→ **Selected passage**:

The other thing is longer term maintenance. Boveda you either have to recharge or replace. KL you give a quick spray and you are done. I agree with onestrangeone that for a desktop humidor or some such, then KL takes up too much room and Boveda is more convenient.


----------



## triplezero24 (Apr 11, 2017)

Cigary said:


> Sometimes you need to give ALL relevant info....at least 4 things you've revealed are questionable


Gee, thanks. Other than the mesh bags, what else is considered "questionable"?


----------



## Cigary (Oct 19, 2007)

triplezero24 said:


> Gee, thanks. Other than the mesh bags, what else is considered "questionable"?


Just go with the shallow container of KL....you don't need to fixate on anything else. &#128578;


----------



## Sticks702 (Jun 10, 2017)

mpomario said:


> I picked up mine at Petsmart. It was a little bit more there but still cheaper than HF beads and I have a ton left. Send me your address and I'll send you some. I have some that is already "trained" around 65% or I could send you some out of the bag that may be a little dryer. That may be best for your needs.


I am still super new to this so please excuse my ignorance, but how do I "train" the Kitty Litter beads? I have been using desktop humidors and just received a New Air CC-300 and a bag of Exquisicat Crystals today. Until now, I have used nothing but the Boveda bags.

Any info helps

Thank you


----------



## mpomario (Dec 27, 2016)

I put mine in mess bags an put them in a container with a bowl of distilled and a water for a week or so. That is to let them pick up moisture. KL stabilizes around 64-67% it seems. Honestly I don't think it is necessary but I do it so that when I add KL it doesn't have to absorb much water to stabilize.


Sent from my iPhone using Tapatalk


----------



## Cigary (Oct 19, 2007)

mpomario said:


> I put mine in mess bags an put them in a container with a bowl of distilled and a water for a week or so. That is to let them pick up moisture. KL stabilizes around 64-67% it seems. Honestly I don't think it is necessary but I do it so that when I add KL it doesn't have to absorb much water to stabilize.
> 
> Sent from my iPhone using Tapatalk


KL isn't meant to be put into a container of distilled water...or water or tap water. It is meant to have it sprayed or misted over the litter. I've actually said this more than once...mesh bags aren't the best way to set this up but if you want to continue doing what you're doing....g'head. KL does not stabilize at 64 - 67% but again....if want to put your KL into a container of water after being given advice not to....again...g'head. What you're experiencing is an anomaly and just because it's giving you a decent RH right now...wait a week or two and watch it rise and then you'll be asking how to get the RH down. I'll probably tell you to add water...it's what I do.&#128526;


----------



## mpomario (Dec 27, 2016)

→ **Directives**:
[1] In the forum thread, rewrite the section starting at "Just go with" and ending at "for your needs.", putting "the pet store" in place of "Petsmart".
[2] Copy out each line of the listing that contains the string "tree".

→ **Material provided**:
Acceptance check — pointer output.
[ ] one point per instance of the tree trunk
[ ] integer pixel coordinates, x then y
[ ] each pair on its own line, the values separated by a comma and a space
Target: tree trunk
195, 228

→ **Answers below**:
[1]
Just go with the shallow container of KL....you don't need to fixate on anything else. &#128578;


----------



## Sticks702 (Jun 10, 2017)

mpomario said:


> I picked up mine at the pet store. It was a little bit more there but still cheaper than HF beads and I have a ton left. Send me your address and I'll send you some. I have some that is already "trained" around 65% or I could send you some out of the bag that may be a little dryer. That may be best for your needs.

[2]
[ ] one point per instance of the tree trunk
Target: tree trunk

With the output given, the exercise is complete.